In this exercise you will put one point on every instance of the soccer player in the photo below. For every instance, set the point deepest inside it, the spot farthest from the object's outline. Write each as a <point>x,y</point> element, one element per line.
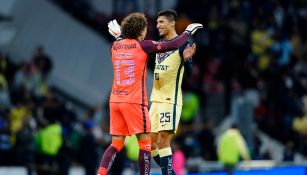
<point>128,99</point>
<point>166,96</point>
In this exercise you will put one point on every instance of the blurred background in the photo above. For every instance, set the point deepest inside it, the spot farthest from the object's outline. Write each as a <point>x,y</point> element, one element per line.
<point>55,77</point>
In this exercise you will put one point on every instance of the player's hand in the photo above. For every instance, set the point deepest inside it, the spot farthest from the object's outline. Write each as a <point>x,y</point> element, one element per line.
<point>191,29</point>
<point>189,51</point>
<point>114,29</point>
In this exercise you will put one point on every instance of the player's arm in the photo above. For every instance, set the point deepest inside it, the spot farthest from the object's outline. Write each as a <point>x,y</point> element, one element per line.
<point>150,46</point>
<point>186,52</point>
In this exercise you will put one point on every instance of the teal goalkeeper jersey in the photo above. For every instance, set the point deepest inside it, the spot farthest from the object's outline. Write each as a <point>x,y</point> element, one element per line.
<point>168,73</point>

=-=-=

Copy every line above word for word, leaving out the picture.

» **Output**:
In this exercise you will put one point on every instance of the soccer player in the photo below. For every instance, set the point deepest inside it, the spot farthest from the object's outline. Write each as a <point>x,y</point> element, one element per line.
<point>128,99</point>
<point>166,96</point>
In this exercise you will put one point on every instance of the blurred background in the photo above. For every instance, set the point deepest inside it, the spot farthest from the object's outline. Write each as a <point>x,y</point> element, one element per line.
<point>55,77</point>
In this exercise you will put one point on every instance of the player's hand in the photo above. For every instance, set the point deepest inside it, the spot farthest from the object's outline. Write each as a <point>x,y</point> element, one element per line.
<point>191,29</point>
<point>189,51</point>
<point>114,29</point>
In this exercise you will put one point on every instance of the player's arm in the photo above. For every instance, set the point deepest inside it, the spot farthest from the object's outline. Write each as a <point>x,y</point> element, one element per line.
<point>150,46</point>
<point>186,52</point>
In this exercise you will put one point on every instance of the teal goalkeeper jersey in the photo above. For every instance, set the point deepest inside it, the spot farthest from the object's outline. Write each as a <point>x,y</point> element, one element per line.
<point>168,73</point>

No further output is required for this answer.